:: SOURCE RECORDS ::
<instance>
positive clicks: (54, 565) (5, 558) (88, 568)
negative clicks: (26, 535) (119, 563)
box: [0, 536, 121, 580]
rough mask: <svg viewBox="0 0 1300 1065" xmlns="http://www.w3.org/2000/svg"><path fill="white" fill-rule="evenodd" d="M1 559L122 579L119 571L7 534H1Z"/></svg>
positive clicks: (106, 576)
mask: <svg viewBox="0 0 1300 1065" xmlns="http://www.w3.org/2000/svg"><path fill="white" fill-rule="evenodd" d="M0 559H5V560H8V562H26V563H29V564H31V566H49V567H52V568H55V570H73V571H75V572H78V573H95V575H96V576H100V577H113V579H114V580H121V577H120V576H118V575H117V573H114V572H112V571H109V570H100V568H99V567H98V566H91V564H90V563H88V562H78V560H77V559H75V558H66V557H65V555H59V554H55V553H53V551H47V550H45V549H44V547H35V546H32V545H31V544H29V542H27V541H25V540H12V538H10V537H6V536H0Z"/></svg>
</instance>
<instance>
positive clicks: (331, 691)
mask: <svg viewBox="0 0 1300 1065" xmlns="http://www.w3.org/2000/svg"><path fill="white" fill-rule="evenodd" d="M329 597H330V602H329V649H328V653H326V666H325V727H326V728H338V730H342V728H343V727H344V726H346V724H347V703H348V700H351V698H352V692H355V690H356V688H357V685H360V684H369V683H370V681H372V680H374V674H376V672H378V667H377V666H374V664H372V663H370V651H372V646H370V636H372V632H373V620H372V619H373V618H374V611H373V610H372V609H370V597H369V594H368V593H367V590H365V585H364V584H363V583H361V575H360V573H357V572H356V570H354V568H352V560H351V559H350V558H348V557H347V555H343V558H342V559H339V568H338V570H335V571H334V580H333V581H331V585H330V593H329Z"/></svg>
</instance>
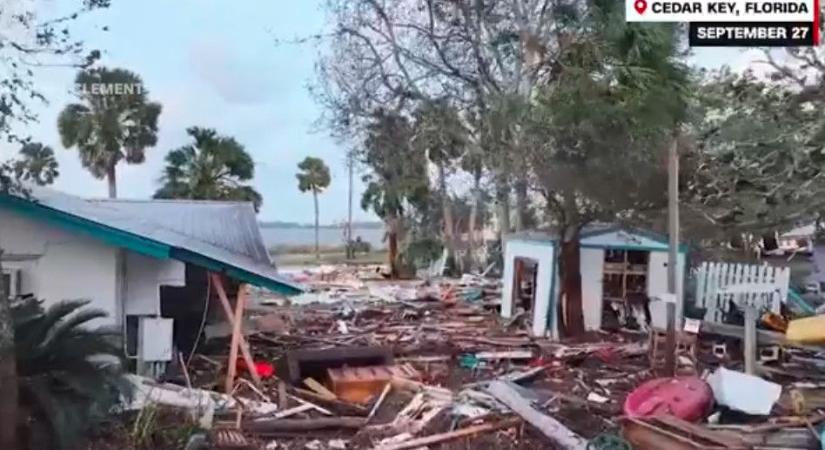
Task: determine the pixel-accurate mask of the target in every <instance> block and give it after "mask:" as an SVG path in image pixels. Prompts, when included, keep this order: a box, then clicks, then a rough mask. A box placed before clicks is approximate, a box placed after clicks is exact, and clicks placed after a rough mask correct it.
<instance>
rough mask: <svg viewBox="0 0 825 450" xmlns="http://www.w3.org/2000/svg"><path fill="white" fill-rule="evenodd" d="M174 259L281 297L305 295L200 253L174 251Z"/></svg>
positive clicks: (260, 275) (297, 289) (188, 250)
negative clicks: (202, 267)
mask: <svg viewBox="0 0 825 450" xmlns="http://www.w3.org/2000/svg"><path fill="white" fill-rule="evenodd" d="M172 257H173V258H175V259H178V260H180V261H184V262H188V263H191V264H194V265H196V266H199V267H203V268H205V269H208V270H210V271H212V272H218V273H225V274H226V275H228V276H230V277H232V278H234V279H236V280H238V281H242V282H244V283H249V284H253V285H255V286H260V287H262V288H266V289H269V290H270V291H272V292H275V293H277V294H281V295H287V296H290V295H298V294H301V293H303V290H301V289H299V288H297V287H294V286H291V285H290V284H288V283H286V282H279V281H275V280H272V279H269V278H267V277H263V276H261V275H258V274H255V273H252V272H249V271H248V270H244V269H241V268H238V267H235V266H232V265H229V264H226V263H223V262H221V261H218V260H215V259H212V258H208V257H206V256H203V255H201V254H198V253H194V252H191V251H189V250H183V249H173V250H172Z"/></svg>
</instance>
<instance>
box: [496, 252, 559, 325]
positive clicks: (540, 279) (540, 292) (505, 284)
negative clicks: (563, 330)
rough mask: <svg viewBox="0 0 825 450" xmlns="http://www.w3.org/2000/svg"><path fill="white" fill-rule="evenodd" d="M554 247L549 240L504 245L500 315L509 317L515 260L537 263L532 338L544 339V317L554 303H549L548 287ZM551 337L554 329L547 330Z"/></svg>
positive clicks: (552, 273) (509, 313) (510, 306)
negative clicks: (529, 261)
mask: <svg viewBox="0 0 825 450" xmlns="http://www.w3.org/2000/svg"><path fill="white" fill-rule="evenodd" d="M554 250H555V248H554V247H553V243H552V242H550V241H547V242H541V241H530V240H517V239H513V240H508V241H506V242H505V245H504V277H503V280H504V289H503V290H502V299H501V315H502V316H503V317H508V318H509V317H512V316H513V280H514V277H515V259H516V258H530V259H533V260H535V261H537V262H538V266H539V267H538V273H537V274H536V301H535V304H534V305H533V330H532V332H533V335H534V336H544V335H545V334H546V333H547V318H548V314H549V312H550V310H551V308H552V309H553V310H555V301H552V300H551V294H552V293H551V292H550V290H551V284H552V278H553V276H552V274H553V265H554V264H555V251H554ZM550 332H551V335H552V337H554V338H557V337H558V333H557V329H556V328H555V327H553V328H551V330H550Z"/></svg>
:::
[WHAT YOU NEED TO DO]:
Your copy should match the data exactly, apart from the images, which are dropped.

[RESULT OF THE EXERCISE]:
<instance>
positive clicks: (54, 565) (5, 558) (88, 568)
negative clicks: (26, 535) (119, 563)
box: [0, 536, 121, 580]
rough mask: <svg viewBox="0 0 1300 1065" xmlns="http://www.w3.org/2000/svg"><path fill="white" fill-rule="evenodd" d="M1 559L122 579L119 571L7 534H1Z"/></svg>
positive clicks: (106, 576)
mask: <svg viewBox="0 0 1300 1065" xmlns="http://www.w3.org/2000/svg"><path fill="white" fill-rule="evenodd" d="M0 559H5V560H8V562H26V563H29V564H31V566H49V567H52V568H55V570H73V571H75V572H78V573H95V575H96V576H100V577H113V579H114V580H121V577H120V576H118V575H117V573H114V572H112V571H109V570H100V568H99V567H98V566H91V564H90V563H88V562H78V560H77V559H75V558H66V557H65V555H59V554H55V553H53V551H47V550H45V549H44V547H35V546H32V545H31V544H29V542H27V541H25V540H12V538H10V537H6V536H0Z"/></svg>
</instance>
<instance>
positive clicks: (331, 691)
mask: <svg viewBox="0 0 1300 1065" xmlns="http://www.w3.org/2000/svg"><path fill="white" fill-rule="evenodd" d="M329 597H330V602H329V649H328V653H326V666H325V727H326V728H338V730H342V728H343V727H344V726H346V724H347V703H348V700H351V698H352V692H355V690H356V688H357V685H360V684H369V683H370V681H372V680H374V674H376V672H378V667H377V666H374V664H372V663H370V651H372V646H370V636H372V632H373V620H372V619H373V618H374V611H373V610H372V609H370V597H369V594H368V593H367V590H365V585H364V584H363V583H361V575H360V573H357V572H356V570H354V568H352V560H351V559H350V558H348V557H347V555H343V558H342V559H339V568H338V570H335V571H334V580H333V581H331V585H330V593H329Z"/></svg>
</instance>
Task: determine the pixel-accurate mask of the target in every <instance> block and give it after "mask:" as an SVG path in image pixels. Prompts, when included, keep this order: a box, then clicks, then a rough mask. A box placed before clicks is approximate, a box placed after clicks is exact, and clicks placed after a rough mask correct it.
<instance>
rough mask: <svg viewBox="0 0 825 450" xmlns="http://www.w3.org/2000/svg"><path fill="white" fill-rule="evenodd" d="M174 259L281 297L305 295L200 253L174 251Z"/></svg>
positive clicks: (260, 275) (297, 289) (188, 250)
negative clicks: (202, 267)
mask: <svg viewBox="0 0 825 450" xmlns="http://www.w3.org/2000/svg"><path fill="white" fill-rule="evenodd" d="M172 257H173V258H175V259H178V260H180V261H184V262H188V263H191V264H194V265H196V266H199V267H203V268H205V269H208V270H210V271H212V272H218V273H225V274H226V275H228V276H230V277H232V278H234V279H236V280H238V281H242V282H244V283H249V284H253V285H255V286H260V287H262V288H266V289H269V290H270V291H272V292H275V293H277V294H281V295H287V296H290V295H298V294H301V293H303V290H301V289H299V288H297V287H294V286H291V285H290V284H288V283H286V282H279V281H275V280H272V279H269V278H267V277H263V276H261V275H258V274H255V273H252V272H249V271H248V270H244V269H241V268H238V267H235V266H232V265H229V264H226V263H223V262H221V261H218V260H215V259H212V258H208V257H206V256H203V255H201V254H198V253H194V252H191V251H189V250H183V249H173V250H172Z"/></svg>
</instance>
<instance>
box: [496, 252, 559, 325]
positive clicks: (540, 279) (540, 292) (505, 284)
negative clicks: (563, 330)
rough mask: <svg viewBox="0 0 825 450" xmlns="http://www.w3.org/2000/svg"><path fill="white" fill-rule="evenodd" d="M554 247L549 240L504 245L500 315L509 317L515 260L537 263L532 338L544 339V317L554 303H549L548 287ZM551 337L554 329L547 330Z"/></svg>
positive clicks: (552, 273) (509, 313) (510, 306)
negative clicks: (529, 261)
mask: <svg viewBox="0 0 825 450" xmlns="http://www.w3.org/2000/svg"><path fill="white" fill-rule="evenodd" d="M554 250H555V248H554V247H553V243H552V242H550V241H547V242H541V241H530V240H517V239H513V240H508V241H506V242H505V245H504V277H503V280H504V289H503V290H502V299H501V315H502V316H503V317H508V318H509V317H512V316H513V280H514V277H515V259H516V258H530V259H533V260H535V261H537V262H538V266H539V267H538V273H537V274H536V301H535V304H534V305H533V330H532V332H533V335H534V336H544V335H545V334H546V333H547V318H548V314H549V312H550V310H551V308H552V309H553V310H555V301H552V300H551V294H552V293H551V292H550V290H551V284H552V278H553V276H552V274H553V265H554V264H555V251H554ZM550 332H551V335H552V337H554V338H557V337H558V333H557V329H556V328H555V327H553V328H551V330H550Z"/></svg>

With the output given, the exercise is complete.